• _Goal of the exercise_
List every line in the rows below that contains the string "xmlns".

• _Material supplied_
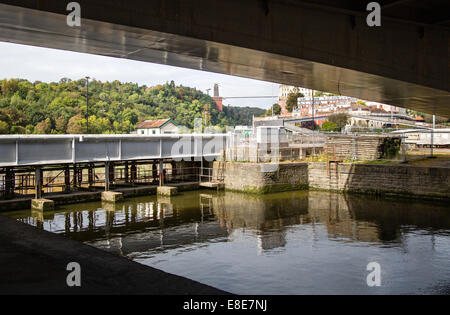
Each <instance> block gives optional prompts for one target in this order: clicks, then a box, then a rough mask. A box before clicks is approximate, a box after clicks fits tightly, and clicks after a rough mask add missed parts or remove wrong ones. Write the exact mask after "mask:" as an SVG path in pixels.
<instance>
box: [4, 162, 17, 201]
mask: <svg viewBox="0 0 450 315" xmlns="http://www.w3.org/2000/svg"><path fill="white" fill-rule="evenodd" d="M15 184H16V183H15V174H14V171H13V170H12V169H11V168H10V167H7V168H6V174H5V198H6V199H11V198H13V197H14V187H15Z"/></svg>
--
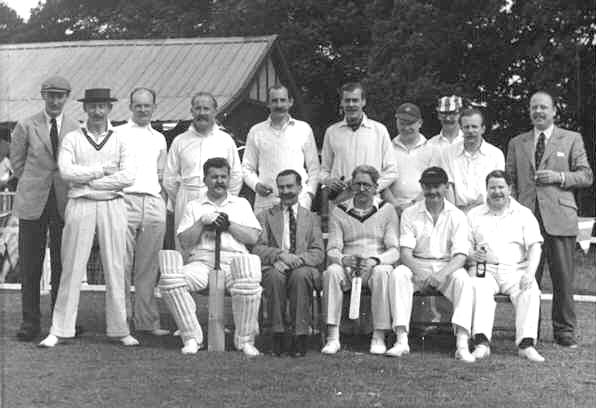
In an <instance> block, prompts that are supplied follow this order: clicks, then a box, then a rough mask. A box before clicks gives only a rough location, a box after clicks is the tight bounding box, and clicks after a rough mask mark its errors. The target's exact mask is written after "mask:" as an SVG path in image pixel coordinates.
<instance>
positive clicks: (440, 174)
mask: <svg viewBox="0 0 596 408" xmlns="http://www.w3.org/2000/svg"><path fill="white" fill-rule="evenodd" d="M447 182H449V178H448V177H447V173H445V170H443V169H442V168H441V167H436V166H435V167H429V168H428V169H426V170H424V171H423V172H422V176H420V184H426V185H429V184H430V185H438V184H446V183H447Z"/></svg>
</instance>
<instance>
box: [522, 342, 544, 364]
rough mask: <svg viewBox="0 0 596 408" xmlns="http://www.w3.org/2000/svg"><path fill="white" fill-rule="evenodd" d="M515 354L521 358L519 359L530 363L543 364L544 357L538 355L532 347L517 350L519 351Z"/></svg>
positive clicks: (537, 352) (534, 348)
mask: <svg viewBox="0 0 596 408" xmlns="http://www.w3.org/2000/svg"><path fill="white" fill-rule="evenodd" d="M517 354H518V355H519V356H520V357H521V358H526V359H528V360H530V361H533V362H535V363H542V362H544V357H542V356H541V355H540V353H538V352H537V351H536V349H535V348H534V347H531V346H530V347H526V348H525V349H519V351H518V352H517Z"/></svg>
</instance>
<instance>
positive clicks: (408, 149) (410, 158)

• _Response below_
mask: <svg viewBox="0 0 450 315" xmlns="http://www.w3.org/2000/svg"><path fill="white" fill-rule="evenodd" d="M15 184H16V183H15V174H14V171H13V170H12V169H11V168H10V167H7V168H6V174H5V198H6V199H11V198H13V197H14V187H15Z"/></svg>
mask: <svg viewBox="0 0 596 408" xmlns="http://www.w3.org/2000/svg"><path fill="white" fill-rule="evenodd" d="M447 182H449V178H448V177H447V173H445V170H443V169H442V168H441V167H436V166H435V167H429V168H428V169H426V170H424V171H423V172H422V176H420V184H426V185H429V184H430V185H438V184H446V183H447Z"/></svg>
rough mask: <svg viewBox="0 0 596 408" xmlns="http://www.w3.org/2000/svg"><path fill="white" fill-rule="evenodd" d="M515 354L521 358L519 359L530 363L543 364L544 357L538 355L532 347L517 350L519 351Z"/></svg>
mask: <svg viewBox="0 0 596 408" xmlns="http://www.w3.org/2000/svg"><path fill="white" fill-rule="evenodd" d="M517 354H518V355H519V356H520V357H521V358H526V359H528V360H530V361H533V362H535V363H542V362H544V357H542V356H541V355H540V353H538V352H537V351H536V349H535V348H534V347H531V346H530V347H526V348H525V349H519V351H518V352H517Z"/></svg>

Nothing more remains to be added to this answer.